Study text:
=== Section Start ===

L1: Safety model Responsibility: intercept clearly illegal, harmful, or high-compliance-risk content and perform coarse-grained risk grading. Form: a multi-label classifier similar to Llama Guard / content moderation models (which can be obtained by fine-tuning an existing mid-sized LLM with a classification head); it covers risk categories such as violence, self-harm, hate, crime, privacy leakage, fraud/manipulation, etc. It only answers the question of “whether this can proceed to further review,” and does not evaluate research quality. Engineering implementation: it can be built directly on top of the company’s existing safety model with incremental fine-tuning using a small amount of labeled data; latency is on the millisecond scale, and it can be deployed in parallel at the gateway layer without consuming strong-model compute.

L2: Preliminary review model

After the L1 safety model lets a submission pass, all research ideas first pass through a dedicated large preliminary-review model, which is responsible for structured extraction and coarse quality screening, and then decides whether to hand it over to the 1T strong review model.

Form and compute trade-off: adopt an MoE architecture of about 200B parameters (for example, a 16B dense trunk + more than 30 expert FFNs). At inference time, only a small subset of experts is activated, so the cost of a single forward pass is close to that of a 40B dense model. No re-pretraining is done: instead, one selects a tier from the company’s existing family of large models (e.g., a 70B–100B base) and performs MoE expansion + instruction-style SFT + LoRA/Adapter to obtain a usable model.

Responsibilities and outputs (all done in a single forward pass):

Unified structured representation Directly extract from the user’s free text a standard schema, including: “problem background → core hypothesis → key reasoning steps → intended method (theoretical / simulation / experimental) → evidence types and summaries → testable predictions.” All back-end modules (strong review, human experts, statistical systems) operate based on this schema.

Multi-dimensional coarse scoring + tiering Output a concise coarse evaluation vector and grade, for example:Structural completeness (is there a basic “problem → hypothesis → method → evidence/prediction” chain?);Testability (is there a verifiable discussion path; here it will generally be purely theoretical, but at least it should be a theory that is testable or falsifiable);Strength of pseudoscientific rhetoric.

=== Section End ===

Exercise data:
=== Section Start ===

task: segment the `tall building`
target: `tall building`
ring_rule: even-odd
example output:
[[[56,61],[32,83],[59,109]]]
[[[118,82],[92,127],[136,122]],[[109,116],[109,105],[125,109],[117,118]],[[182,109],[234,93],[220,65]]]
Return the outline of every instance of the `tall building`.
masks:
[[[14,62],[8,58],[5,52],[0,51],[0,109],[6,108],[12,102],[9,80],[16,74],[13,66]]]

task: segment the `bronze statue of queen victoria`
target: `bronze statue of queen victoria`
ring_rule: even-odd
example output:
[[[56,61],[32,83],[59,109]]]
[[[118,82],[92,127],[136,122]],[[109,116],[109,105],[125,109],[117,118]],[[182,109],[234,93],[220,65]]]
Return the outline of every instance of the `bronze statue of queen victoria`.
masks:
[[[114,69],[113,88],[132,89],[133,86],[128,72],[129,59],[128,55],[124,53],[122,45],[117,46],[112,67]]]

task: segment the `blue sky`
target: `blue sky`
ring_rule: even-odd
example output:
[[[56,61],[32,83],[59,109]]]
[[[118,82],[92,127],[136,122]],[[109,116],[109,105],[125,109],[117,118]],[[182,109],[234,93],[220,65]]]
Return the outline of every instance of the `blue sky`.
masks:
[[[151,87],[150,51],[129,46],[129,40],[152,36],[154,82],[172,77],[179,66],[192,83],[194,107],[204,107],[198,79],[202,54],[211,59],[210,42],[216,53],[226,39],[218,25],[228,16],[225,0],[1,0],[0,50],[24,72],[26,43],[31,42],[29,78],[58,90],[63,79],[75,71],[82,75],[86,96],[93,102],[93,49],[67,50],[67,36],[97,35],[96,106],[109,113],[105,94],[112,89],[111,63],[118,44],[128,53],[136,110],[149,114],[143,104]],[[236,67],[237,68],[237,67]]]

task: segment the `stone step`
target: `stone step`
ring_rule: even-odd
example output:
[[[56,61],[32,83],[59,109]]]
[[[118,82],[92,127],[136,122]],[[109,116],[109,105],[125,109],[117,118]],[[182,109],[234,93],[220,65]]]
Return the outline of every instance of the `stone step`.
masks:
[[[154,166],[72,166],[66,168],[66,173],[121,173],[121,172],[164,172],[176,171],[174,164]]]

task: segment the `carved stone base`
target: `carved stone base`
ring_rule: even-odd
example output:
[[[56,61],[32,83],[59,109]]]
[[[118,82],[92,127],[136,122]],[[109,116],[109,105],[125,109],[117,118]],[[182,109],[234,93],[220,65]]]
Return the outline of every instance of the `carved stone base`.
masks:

=== Section End ===

Required tasks:
**1.** Translate this sentence from the text on the review models into Spanish: "It only answers the question of “whether this can proceed to further review,” and does not evaluate research quality."
**2.** Rewrite the paragraph of the text on the review models that begins "Form and compute trade-off" as a short list that keeps its main facts.
**3.** Extend the text on the review models, starting right after its final sentence.

Written responses:
**1.** Solo responde a la pregunta de «si esto puede pasar a una revisión posterior» y no evalúa la calidad de la investigación.

**2.**
- Architecture: an MoE model of about 200B parameters, for example a 16B dense trunk plus more than 30 expert FFNs.
- Inference cost: only a small subset of experts is activated, so one forward pass costs about as much as a 40B dense model.
- No re-pretraining: a tier is selected from the company's existing family of large models, such as a 70B–100B base.
- Adaptation: MoE expansion, instruction-style SFT, and LoRA/Adapter produce a usable model.

**3.**
On this basis, assign a coarse-grained tier: trash / weak / educable / serious, used only to decide whether to send the idea to the strong review model.

Review-style evaluation, with a short review comment attached

For the user: explain where the current problems are and what can be improved next;

For the back end: provide the strong review model with a high-level summary and key points of concern.

Rejection policy: relatively relaxed, preferring false positives over false negatives. The preliminary review model is not responsible for answering “who is worth investing resources in,” it only answers one question: “Is this fundamentally unreasonable; is it outright pseudoscience?”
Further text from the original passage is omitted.